L’histoire : Chaparder des plants de cannabis, rien d’extraordinaire pour Travis Shelton. Cette fois, le père Toomey le prend en flagrant délit et le lui fait payer. Le gamin ne se came pas ; il n’a pas mauvais fond, juste envie de tailler la route. Fuyant l’humiliation paternelle et un présent étriqué, il croise celle de Léonard. Ce prof aux leçons décalées pourrait l’aider à remettre son monde à l’endroit.

La chronique de Mr K : Sacrée claque que cette lecture effectuée en un temps record et qui risque de me trotter longtemps dans la tête tant elle m’a fasciné et régalé. Le Monde à l’endroit de Ron Rash nous propose un voyage éprouvant au cœur d’une Amérique profonde, où le destin de chacun paraît implacable et où l’espoir de s’en sortir est parfois bien mince...

Travis est ce que l’on peut appeler un "petit con". Fils d’un agriculteur bien bouseux qui le destine à prendre sa suite, il traîne sa flemme et son refus de l’ordre établi. Avec ses potes, il zone, picole, rêve aux filles et parfois va pêcher des truites dans une rivière voisine. C’est lors d’une expédition de ce type qu’il tombe sur la plantation illégale de cannabis du vieux Toomey. Il voit l’occasion de se faire un max de blé avec peu d’efforts et coupe quelques pieds qu’il revend à Léonard, un ancien prof déchu devenu dealer de dope. L’argent facile est tellement séduisant... Travis retourne plusieurs fois sur les lieux, grisé par sa réussite première. Bien mal lui en prend, il finit par se faire chopper par les Tomey qui vont le marquer à vif pour lui faire passer l’envie de recommencer.

Craignant l’ire paternelle et souhaitant rompre avec son ancienne vie, il emménage chez Léonard devenu pygmalion presque malgré lui, les choses s'étant faites sans vraiment réfléchir, instinctivement, naturellement même. Le temps s’écoule donc entre reconstruction de soi, quête d’un passé local et effroyable longtemps enfoui, amour naissant et peut-être une porte de sortie grâce à l’obtention d’un diplôme pro, lui l’ancien élève de lycée parti avant la fin du cycle. Tout pourrait aller pour le mieux si les anciens démons ne pouvaient pas se réveiller... le dernier acte de ce récit sera jusqu'au-boutiste et d’une logique implacable.

Tout est contraste dans cet ouvrage. Ainsi les rapports humains décrits sont un savant mélange d’humanité pure et de violence larvée qui peut ressurgir au détour du moindre chapitre. Léonard, Travis et Dena forment à leur manière une petite famille dans ce mobilhome planqué au milieu de nulle part. Chacun a fui une réalité difficile et compte sur les autres même si personne ne l’avouera jamais. Il y a de la pudeur, de la douleur et de la joie dans l’évocation de ces destins brisés. On ne peut qu’éprouver de l’empathie pour Léonard injustement viré de son poste d’enseignant et qui par la même occasion perd sa femme et sa petite fille. Dena, une junkie obsédée par sa dose de Quaalude n’est pas mal non plus dans son genre, elle concentre en elle toute la misère faite aux femmes et la douloureuse et lente reconstruction qu’elles peuvent essayer d’entamer. Et puis, il y a Travis en manque de repères (surtout l’image du père qui tour à tour est symbolisée par son géniteur, son bourreau puis Leonard) qui se raccroche à ce qu’il peut et qui tend vers un avenir meilleur malgré les difficultés.
■ ■ ■
» **Consigne écrite 1**
Répondez à ces questions sur la chronique consacrée au roman Le Monde à l'endroit :
(a) À qui Travis revend-il les pieds de cannabis qu'il a coupés ?
(b) Que perd Léonard en même temps que son poste d'enseignant ?
(c) De quelle drogue Dena est-elle obsédée ?
» **Consigne écrite 2**
Prolongez la chronique consacrée au roman Le Monde à l'endroit à partir de sa dernière phrase.
Le matériel qui suit n'a aucun lien avec la chronique.
■ ■ ■
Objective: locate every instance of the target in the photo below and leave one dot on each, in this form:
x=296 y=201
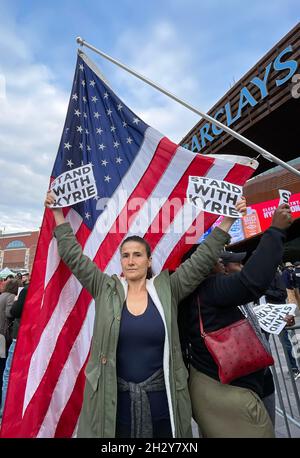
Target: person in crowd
x=297 y=282
x=6 y=302
x=276 y=294
x=235 y=409
x=15 y=313
x=136 y=382
x=288 y=277
x=25 y=278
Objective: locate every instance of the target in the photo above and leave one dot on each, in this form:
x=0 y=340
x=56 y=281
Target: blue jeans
x=6 y=374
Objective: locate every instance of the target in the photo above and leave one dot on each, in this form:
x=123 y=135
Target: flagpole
x=227 y=129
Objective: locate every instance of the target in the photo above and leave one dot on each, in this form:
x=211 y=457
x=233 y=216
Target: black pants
x=161 y=429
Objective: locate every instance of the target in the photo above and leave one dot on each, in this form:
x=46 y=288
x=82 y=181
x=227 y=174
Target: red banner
x=266 y=209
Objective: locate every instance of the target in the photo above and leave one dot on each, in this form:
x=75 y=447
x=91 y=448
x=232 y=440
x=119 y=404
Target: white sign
x=74 y=186
x=214 y=196
x=284 y=196
x=271 y=316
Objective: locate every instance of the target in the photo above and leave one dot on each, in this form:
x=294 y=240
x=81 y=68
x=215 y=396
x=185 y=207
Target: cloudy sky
x=194 y=48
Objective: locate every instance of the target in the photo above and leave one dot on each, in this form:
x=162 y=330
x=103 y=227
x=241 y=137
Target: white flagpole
x=227 y=129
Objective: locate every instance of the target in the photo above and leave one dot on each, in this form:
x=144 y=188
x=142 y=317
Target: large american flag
x=132 y=163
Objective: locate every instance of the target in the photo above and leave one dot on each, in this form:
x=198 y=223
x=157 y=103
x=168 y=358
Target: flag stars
x=67 y=145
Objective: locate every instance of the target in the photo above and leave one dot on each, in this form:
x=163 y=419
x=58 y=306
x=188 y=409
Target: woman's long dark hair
x=136 y=238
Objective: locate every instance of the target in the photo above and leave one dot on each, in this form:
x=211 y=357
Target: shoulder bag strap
x=200 y=321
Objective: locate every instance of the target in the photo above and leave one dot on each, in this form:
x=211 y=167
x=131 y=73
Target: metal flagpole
x=227 y=129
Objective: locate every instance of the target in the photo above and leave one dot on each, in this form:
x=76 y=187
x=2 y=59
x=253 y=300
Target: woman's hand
x=227 y=222
x=57 y=212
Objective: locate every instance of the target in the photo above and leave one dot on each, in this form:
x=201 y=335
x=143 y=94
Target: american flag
x=132 y=163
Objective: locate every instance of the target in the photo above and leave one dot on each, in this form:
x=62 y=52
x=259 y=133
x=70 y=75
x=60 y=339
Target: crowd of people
x=147 y=349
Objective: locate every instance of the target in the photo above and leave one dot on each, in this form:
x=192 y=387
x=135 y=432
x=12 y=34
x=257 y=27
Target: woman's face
x=134 y=261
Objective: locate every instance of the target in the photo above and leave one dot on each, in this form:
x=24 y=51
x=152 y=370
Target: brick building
x=17 y=250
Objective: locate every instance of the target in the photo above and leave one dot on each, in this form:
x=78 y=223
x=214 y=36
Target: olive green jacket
x=98 y=414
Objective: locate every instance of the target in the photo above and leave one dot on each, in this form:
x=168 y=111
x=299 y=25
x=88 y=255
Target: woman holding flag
x=136 y=381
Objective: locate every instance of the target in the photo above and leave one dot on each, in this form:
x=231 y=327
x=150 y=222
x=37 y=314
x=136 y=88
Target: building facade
x=263 y=106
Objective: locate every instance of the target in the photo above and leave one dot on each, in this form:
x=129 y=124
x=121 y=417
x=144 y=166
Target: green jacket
■ ■ ■
» **Réponse 1**
(a) À Léonard, un ancien prof déchu devenu dealer de dope.
(b) Sa femme et sa petite fille.
(c) Le Quaalude.

» **Réponse 2**
Dur dur cependant d’y parvenir dans un monde sans pitié, où les occasions sont rares de se faire une place au soleil. Et pourtant, petit à petit les choses semblent s’arranger, pas après pas, le jeune reprend confiance en lui, travaille d’arrache pied et touche du doigt quelque chose qui quelques mois auparavant lui paraissait impossible. Cela donne de très belles pages du type roman d’apprentissage, initiatique, même lors des échanges qu’il peut avoir avec Leonard ou encore avec sa petite copine qui l’ouvrent à d’autres horizons. Mais il suffit d’un rien pour que l’être bascule et un petit faux pas peut détruire le plus beau des édifices, et Travis n’est pas au bout de ses peines.

En filigrane, Ron Rash nous parle du poids du passé, de son impact sur le présente et des conséquences parfois importante d’un élément qui ressurgit du lointain. Entre chaque chapitre, on trouve des extraits d’un mystérieux registre tenu par un médecin de campagne durant la Guerre de Sécession. Au début, on se demande bien ce que ça vient faire là mais au fil du déroulé, on se rend compte que la petite histoire rejoint la grande et qu’une vérité va se révéler et bousculer les événements. C’est extrêmement bien mené, très fin et surtout cela n’épargne personne. On est donc bien loin du manichéisme, chacun devra compter ses morts et accepter ce passé encombrant et pourtant fondateur.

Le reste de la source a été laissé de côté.